### ENTRIES SHOWN
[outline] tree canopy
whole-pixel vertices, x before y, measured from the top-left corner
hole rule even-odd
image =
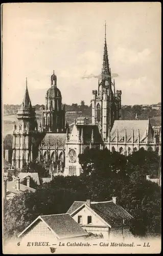
[[[157,175],[156,154],[141,150],[125,156],[91,149],[79,158],[83,170],[80,176],[56,177],[34,193],[26,191],[5,202],[6,237],[21,232],[39,215],[65,213],[74,201],[106,201],[112,196],[134,217],[134,236],[161,233],[161,189],[146,179]]]

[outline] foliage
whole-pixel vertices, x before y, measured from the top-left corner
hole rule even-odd
[[[158,172],[157,155],[142,150],[126,157],[92,149],[79,157],[83,169],[79,177],[55,177],[34,193],[21,194],[6,203],[5,236],[21,232],[39,215],[66,212],[74,201],[108,201],[112,196],[134,217],[134,236],[160,234],[160,188],[146,179]]]

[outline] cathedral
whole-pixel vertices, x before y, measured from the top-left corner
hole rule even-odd
[[[38,127],[26,80],[24,98],[17,112],[18,124],[13,127],[12,165],[21,170],[36,162],[48,166],[52,176],[79,176],[82,169],[78,155],[88,148],[107,147],[128,155],[143,147],[161,154],[161,130],[153,130],[150,119],[121,119],[122,91],[115,91],[112,79],[106,26],[101,77],[92,95],[91,124],[87,124],[84,118],[77,119],[70,132],[53,72]]]

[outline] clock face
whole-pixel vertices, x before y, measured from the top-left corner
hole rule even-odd
[[[74,150],[70,150],[68,153],[69,161],[71,163],[75,163],[77,159],[77,154]]]

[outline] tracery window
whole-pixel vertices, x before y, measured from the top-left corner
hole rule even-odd
[[[97,119],[98,122],[100,122],[101,119],[101,109],[100,104],[97,105]]]
[[[77,160],[77,154],[74,150],[72,148],[68,152],[69,162],[75,163]]]

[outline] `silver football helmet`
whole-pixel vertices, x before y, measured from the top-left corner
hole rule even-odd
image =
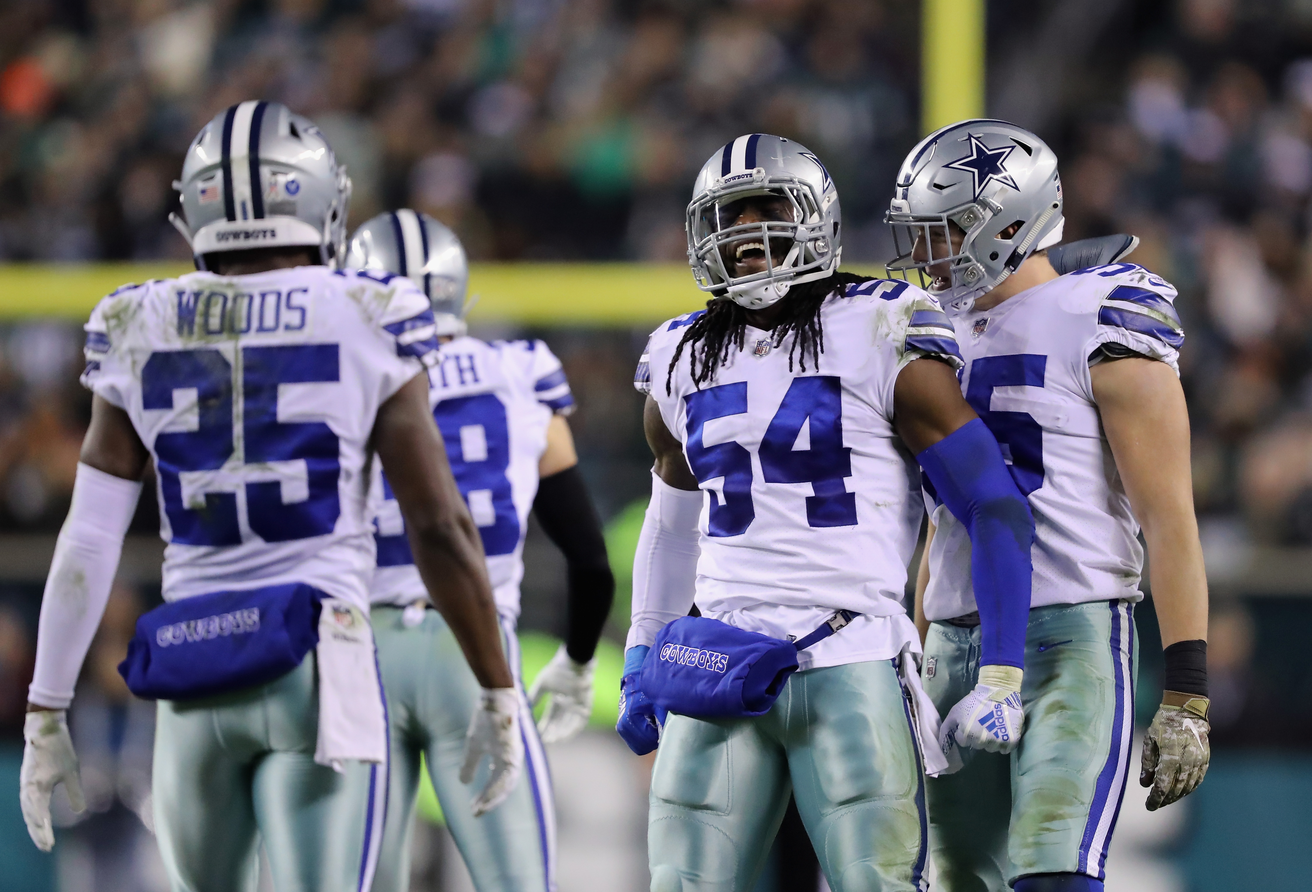
[[[461,240],[428,214],[408,209],[365,220],[350,237],[346,266],[377,269],[413,279],[433,302],[437,334],[467,331],[464,291],[470,264]]]
[[[778,219],[735,226],[736,202],[758,195],[779,199]],[[838,190],[820,159],[791,139],[747,134],[697,174],[685,226],[687,262],[697,287],[761,310],[794,285],[838,269],[841,223]]]
[[[1061,203],[1057,156],[1042,139],[1005,121],[950,125],[922,139],[897,172],[884,218],[897,252],[888,272],[918,270],[949,312],[966,312],[1031,253],[1061,241]],[[953,224],[964,233],[955,251]],[[938,264],[949,264],[950,281],[926,274]]]
[[[278,102],[239,102],[214,117],[182,161],[182,218],[169,220],[205,254],[311,245],[336,268],[346,248],[350,177],[308,118]]]

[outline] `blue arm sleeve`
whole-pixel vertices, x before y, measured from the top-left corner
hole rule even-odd
[[[635,644],[634,647],[625,651],[625,674],[632,676],[634,673],[642,672],[643,662],[647,660],[647,652],[651,651],[646,644]]]
[[[1025,668],[1034,517],[993,434],[979,418],[916,456],[938,498],[971,537],[980,664]]]

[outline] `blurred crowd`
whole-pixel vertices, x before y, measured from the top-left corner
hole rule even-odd
[[[1117,101],[1068,110],[1067,237],[1179,289],[1204,546],[1312,544],[1312,18],[1182,0]],[[1302,46],[1300,46],[1302,43]]]
[[[1040,134],[1063,157],[1067,237],[1134,232],[1134,260],[1179,287],[1210,546],[1312,544],[1304,5],[1178,0],[1136,20],[1124,64]],[[354,178],[353,222],[419,207],[475,258],[680,261],[697,169],[764,130],[825,159],[845,258],[879,261],[918,135],[917,16],[878,0],[13,0],[0,260],[185,256],[167,222],[181,153],[260,96],[323,127]],[[1111,51],[1115,30],[1094,46]],[[647,459],[625,433],[640,333],[555,338],[618,512]],[[62,514],[87,416],[75,354],[54,324],[0,332],[0,527]]]
[[[991,1],[991,46],[1014,38],[1017,16],[1069,5]],[[1067,240],[1132,232],[1131,260],[1179,289],[1208,560],[1312,546],[1312,3],[1177,0],[1149,26],[1135,17],[1151,4],[1106,5],[1128,18],[1088,38],[1080,101],[1033,125],[1063,159]],[[893,0],[7,0],[0,261],[185,260],[167,222],[182,153],[215,113],[261,97],[323,129],[354,181],[353,226],[408,205],[455,228],[475,260],[681,262],[697,171],[728,138],[766,131],[825,160],[845,260],[879,262],[893,173],[920,136],[918,14]],[[539,336],[560,354],[611,546],[634,539],[651,459],[628,382],[646,331],[474,333]],[[3,533],[52,534],[63,519],[91,405],[80,341],[75,324],[0,327]],[[134,531],[156,529],[147,491]],[[560,597],[548,576],[530,567],[527,627],[559,618],[542,606]],[[0,775],[12,777],[39,585],[7,585]],[[152,712],[113,669],[148,599],[115,589],[79,689],[92,809],[62,862],[68,889],[160,882],[125,867],[151,851]],[[1288,665],[1308,603],[1218,605],[1218,746],[1305,746],[1308,712],[1279,703],[1312,697],[1312,674]],[[10,846],[16,820],[0,808]]]
[[[352,219],[408,205],[476,258],[681,260],[693,176],[786,132],[853,245],[914,142],[914,4],[865,0],[10,0],[0,258],[185,257],[165,222],[232,102],[319,123]],[[851,249],[849,249],[850,252]]]

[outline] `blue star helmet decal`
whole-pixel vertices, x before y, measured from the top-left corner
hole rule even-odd
[[[971,140],[971,153],[966,157],[959,157],[955,161],[945,164],[945,168],[951,168],[954,171],[964,171],[971,174],[975,181],[975,194],[972,201],[979,201],[980,193],[988,188],[989,182],[1001,182],[1004,186],[1010,186],[1017,192],[1021,190],[1015,185],[1015,180],[1012,174],[1006,172],[1002,165],[1008,156],[1015,151],[1015,146],[1004,146],[1001,148],[989,148],[984,144],[984,140],[975,134],[966,134]]]

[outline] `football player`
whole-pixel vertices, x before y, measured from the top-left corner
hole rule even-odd
[[[555,805],[543,742],[579,733],[592,712],[593,653],[615,582],[601,521],[588,496],[565,416],[573,411],[560,361],[542,341],[468,337],[468,266],[459,239],[426,214],[399,210],[361,226],[346,264],[396,273],[432,299],[440,344],[429,375],[433,417],[461,495],[483,537],[488,575],[510,668],[520,683],[516,622],[530,508],[568,564],[565,643],[534,683],[550,695],[538,729],[521,695],[525,778],[495,811],[459,805],[470,779],[462,741],[479,683],[461,657],[451,628],[434,613],[415,567],[391,476],[375,481],[378,569],[370,593],[379,665],[391,721],[391,794],[375,892],[409,884],[409,840],[420,756],[455,845],[480,892],[555,888]],[[541,737],[539,737],[541,733]],[[488,811],[488,813],[483,813]]]
[[[779,136],[732,140],[687,207],[712,299],[661,324],[636,374],[656,455],[634,565],[618,731],[656,748],[651,888],[749,889],[791,792],[836,892],[924,889],[924,757],[938,716],[901,606],[922,504],[917,458],[980,543],[987,669],[953,707],[968,745],[1014,746],[1029,543],[1025,500],[960,396],[951,325],[905,282],[838,272],[838,193]],[[913,458],[914,456],[914,458]],[[661,627],[689,613],[795,640],[800,670],[760,718],[669,714],[642,689]],[[904,659],[905,657],[905,659]],[[996,716],[987,725],[974,719]],[[657,740],[659,735],[659,740]]]
[[[888,213],[890,269],[922,270],[953,316],[962,391],[1009,456],[1036,530],[1025,739],[1010,757],[967,753],[962,771],[929,782],[934,861],[951,892],[1102,889],[1130,773],[1140,527],[1166,648],[1140,773],[1148,808],[1187,795],[1207,770],[1207,581],[1176,289],[1127,262],[1059,274],[1046,249],[1061,240],[1061,207],[1042,139],[964,121],[912,151]],[[929,529],[924,677],[947,704],[979,672],[977,584],[962,525],[937,505]]]
[[[154,765],[172,887],[253,889],[262,841],[278,889],[367,889],[387,792],[366,618],[375,451],[482,687],[466,744],[468,763],[493,763],[480,807],[522,758],[478,529],[429,411],[433,312],[408,279],[337,269],[350,180],[282,105],[216,115],[177,188],[197,272],[125,286],[87,324],[92,421],[42,601],[24,817],[49,851],[54,786],[80,805],[64,710],[152,460],[165,605],[121,672],[177,691],[159,700]]]

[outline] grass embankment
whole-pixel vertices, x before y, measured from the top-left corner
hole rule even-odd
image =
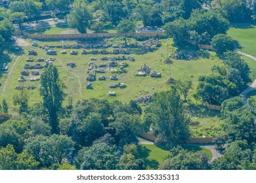
[[[209,159],[212,158],[211,152],[202,146],[182,145],[182,147],[193,152],[203,151],[209,156]],[[140,158],[144,159],[148,169],[156,169],[161,165],[164,160],[170,155],[168,146],[157,146],[154,144],[142,144],[139,146]]]

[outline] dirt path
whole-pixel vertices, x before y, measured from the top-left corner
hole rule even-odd
[[[242,56],[244,56],[245,57],[247,57],[247,58],[249,58],[252,59],[253,59],[254,61],[256,61],[256,57],[255,56],[253,56],[250,54],[245,54],[245,53],[244,53],[244,52],[242,52],[240,51],[237,51],[236,52],[238,54],[240,54]],[[256,90],[256,79],[254,80],[254,82],[247,88],[246,88],[243,92],[241,93],[240,94],[240,97],[241,98],[243,99],[243,101],[244,101],[244,104],[246,104],[246,95],[247,94],[248,94],[249,92],[253,91],[253,90]]]

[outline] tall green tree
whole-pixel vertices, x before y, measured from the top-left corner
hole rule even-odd
[[[103,136],[104,129],[100,121],[100,116],[96,113],[90,113],[83,120],[81,127],[81,144],[83,146],[90,146],[93,141]]]
[[[78,152],[76,163],[81,170],[115,170],[119,161],[115,146],[97,142]]]
[[[0,35],[6,41],[9,41],[15,31],[13,24],[8,20],[0,21]]]
[[[62,108],[64,99],[63,83],[58,78],[56,66],[50,65],[41,76],[40,95],[43,97],[43,105],[48,112],[49,122],[53,133],[58,133],[58,114]]]
[[[54,12],[58,10],[60,13],[67,9],[71,2],[70,0],[46,0],[45,5]]]
[[[72,29],[76,29],[79,33],[86,33],[90,27],[93,16],[84,1],[75,1],[73,4],[73,11],[68,15],[68,24]]]
[[[38,135],[26,140],[25,148],[46,167],[54,163],[70,163],[75,143],[66,135]]]
[[[186,101],[186,97],[188,97],[189,90],[192,88],[192,82],[191,80],[181,81],[179,80],[177,82],[179,90],[181,93],[182,93],[184,101]]]
[[[132,20],[123,19],[119,22],[116,27],[117,33],[124,37],[125,44],[127,35],[135,33],[135,24]]]
[[[12,145],[0,148],[0,170],[15,170],[17,154]]]
[[[39,162],[36,161],[32,155],[24,150],[18,154],[16,164],[17,170],[36,170]]]
[[[3,39],[3,37],[0,35],[0,56],[1,56],[5,50],[5,41]]]
[[[20,114],[22,114],[22,112],[28,112],[28,99],[29,99],[29,94],[28,93],[28,91],[26,90],[25,88],[23,86],[22,87],[22,89],[18,92],[18,93],[17,92],[13,95],[12,97],[13,105],[20,106],[19,107]]]

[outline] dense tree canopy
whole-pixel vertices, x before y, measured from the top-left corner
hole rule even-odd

### GIVEN EXERCISE
Please print, unchanged, the lines above that start at the one containing "[outline] dense tree canopy" and run through the last line, both ends included.

### EXPECTED ANSWER
[outline] dense tree canopy
whole-pixel vertices, x before y, measured from the top-left corner
hole rule even-odd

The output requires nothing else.